**Data supplied**

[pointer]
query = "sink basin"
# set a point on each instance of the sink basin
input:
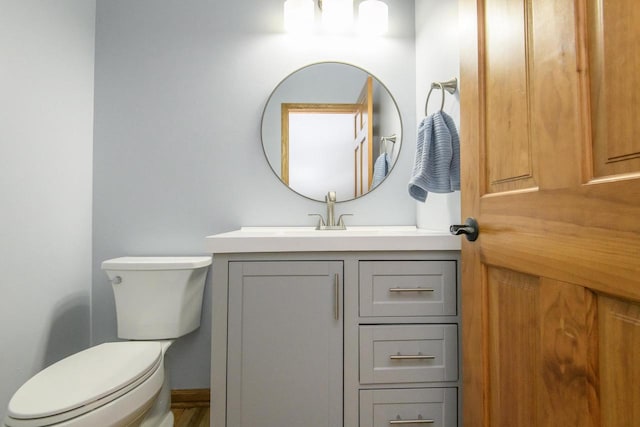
(308, 239)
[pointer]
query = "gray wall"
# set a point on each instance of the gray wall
(179, 91)
(437, 59)
(46, 113)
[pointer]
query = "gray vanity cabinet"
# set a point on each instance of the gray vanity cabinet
(336, 339)
(285, 344)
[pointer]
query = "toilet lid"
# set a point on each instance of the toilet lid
(84, 378)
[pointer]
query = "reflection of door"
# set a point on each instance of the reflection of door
(363, 143)
(551, 170)
(316, 154)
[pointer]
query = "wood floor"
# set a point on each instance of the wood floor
(191, 417)
(190, 407)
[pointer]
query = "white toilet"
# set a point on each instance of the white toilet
(121, 383)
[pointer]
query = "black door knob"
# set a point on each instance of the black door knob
(469, 229)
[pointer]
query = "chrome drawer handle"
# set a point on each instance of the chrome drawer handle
(418, 421)
(418, 356)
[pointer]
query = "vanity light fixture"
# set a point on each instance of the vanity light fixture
(298, 16)
(337, 16)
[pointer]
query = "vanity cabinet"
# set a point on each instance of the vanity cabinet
(284, 356)
(336, 338)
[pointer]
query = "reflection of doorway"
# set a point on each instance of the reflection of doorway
(317, 148)
(363, 146)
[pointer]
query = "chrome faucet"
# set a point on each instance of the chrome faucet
(330, 198)
(331, 224)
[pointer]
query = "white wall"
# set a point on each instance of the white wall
(46, 113)
(437, 59)
(179, 92)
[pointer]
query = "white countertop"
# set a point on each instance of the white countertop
(308, 239)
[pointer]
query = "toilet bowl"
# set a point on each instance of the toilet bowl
(122, 383)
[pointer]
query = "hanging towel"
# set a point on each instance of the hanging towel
(437, 163)
(380, 169)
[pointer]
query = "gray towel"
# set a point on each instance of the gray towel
(380, 169)
(437, 163)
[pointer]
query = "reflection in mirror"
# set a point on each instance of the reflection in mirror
(331, 127)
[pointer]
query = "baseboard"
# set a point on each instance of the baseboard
(190, 398)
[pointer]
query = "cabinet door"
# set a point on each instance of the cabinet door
(285, 344)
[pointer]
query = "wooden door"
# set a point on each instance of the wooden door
(284, 345)
(550, 125)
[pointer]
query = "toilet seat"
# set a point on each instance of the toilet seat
(86, 381)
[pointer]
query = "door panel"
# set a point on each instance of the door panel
(620, 368)
(509, 153)
(550, 289)
(614, 61)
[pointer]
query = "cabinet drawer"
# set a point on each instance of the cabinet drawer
(407, 288)
(408, 353)
(388, 408)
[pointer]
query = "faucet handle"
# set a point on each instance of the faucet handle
(341, 221)
(320, 221)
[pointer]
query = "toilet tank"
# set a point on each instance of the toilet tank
(157, 297)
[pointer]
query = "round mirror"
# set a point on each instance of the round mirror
(331, 127)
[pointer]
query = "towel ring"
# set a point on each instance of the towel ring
(450, 86)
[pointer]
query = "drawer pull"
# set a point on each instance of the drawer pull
(418, 356)
(418, 421)
(336, 295)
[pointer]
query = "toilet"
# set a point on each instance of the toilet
(124, 383)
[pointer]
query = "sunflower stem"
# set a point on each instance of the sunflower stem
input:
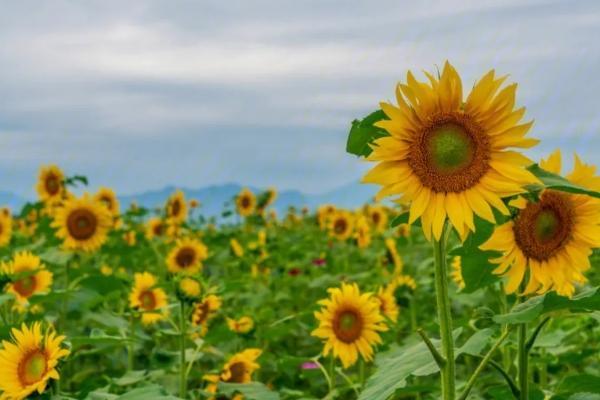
(444, 316)
(182, 364)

**Required task**
Output the full set of records above without changing a word, and drop the images.

**Right answer**
[pointer]
query = "sink basin"
# set a point on each instance of the sink basin
input:
(308, 239)
[pointer]
query = "gray wall"
# set a point on each instance of the gray wall
(179, 91)
(437, 59)
(46, 113)
[pointer]
query = "gray vanity cabinet"
# set a point on each instance of the gray vanity cabinet
(336, 339)
(285, 344)
[pointer]
query = "toilet lid"
# set a point on each instance of the toilet lid
(84, 378)
[pointer]
query = "reflection of door"
# set a point on each instance of the reflection of door
(363, 143)
(551, 170)
(316, 154)
[pointer]
query = "wood floor"
# set a point on each instance of the wood floor
(191, 417)
(190, 407)
[pointer]
query = "white toilet"
# set a point on each instance of the white toilet
(121, 383)
[pointer]
query = "black door knob"
# set a point on each instance of the black door knob
(469, 229)
[pointer]
query = "chrome drawer handle"
# set a point on each instance of the chrome drawer handle
(418, 421)
(418, 356)
[pointer]
query = "vanity light fixture"
# set a point on each instance of the vanity light fixture
(298, 16)
(337, 16)
[pointer]
query = "vanity cabinet"
# set a point on each instance of the vanity cabinet
(284, 356)
(336, 338)
[pointer]
query = "reflection of doorway"
# set a point on each instance of the reflection of doorway
(317, 148)
(363, 146)
[pointer]
query = "chrome faucet"
# set a point on each instance of the chrome faucet
(330, 198)
(331, 224)
[pointer]
query = "white wall"
# set a point on each instance of the white wall
(46, 113)
(437, 59)
(179, 92)
[pointer]
query = "white countertop"
# set a point on each instance of the white countertop
(308, 239)
[pointer]
query = "toilet bowl"
# set a point on each instance of the toilet bowl
(122, 383)
[pointer]
query = "hanging towel"
# set a point on each instance of the hanging towel
(437, 163)
(380, 169)
[pointer]
query = "gray towel"
# set a point on each instance of the gray towel
(380, 169)
(437, 163)
[pointer]
query = "reflection in mirror"
# set a point on each instance of the reflection in mirror
(331, 127)
[pointer]
query = "baseboard"
# set a point on each instance of the baseboard
(190, 398)
[pointer]
query = "cabinet door"
# set a point on each instance of the cabinet door
(285, 344)
[pointer]
query = "wooden door"
# set a point on each instance of the wooden door
(284, 345)
(550, 125)
[pointer]
query = "toilet seat"
# set a point on each instance of the toilet seat
(86, 381)
[pointer]
query = "door panel"
# set a point on each instance of the door panel
(620, 368)
(509, 153)
(550, 289)
(614, 61)
[pointer]
query = "cabinet drawer"
# set a point on each instance of the cabinet drawer
(407, 288)
(408, 353)
(388, 408)
[pointer]
query = "faucet handle"
# set a point on each instance of the faucet handle
(341, 221)
(320, 221)
[pointer]
query = "toilet tank"
# set a point on each instance of the toilet tank
(157, 297)
[pointer]
query = "round mirror"
# set a point on each instance of the round mirror
(331, 127)
[pointer]
query = "towel ring"
# set a point on each instance of the towel ring
(450, 86)
[pointer]
query = "drawer pull"
# set a point on each instance of the drawer pull
(418, 356)
(418, 421)
(336, 295)
[pointer]
query = "toilet"
# set a point on each instance of the toilet
(124, 383)
[pointer]
query = "sunflower stem"
# set a point on each instance of the sunflower stem
input:
(444, 316)
(182, 364)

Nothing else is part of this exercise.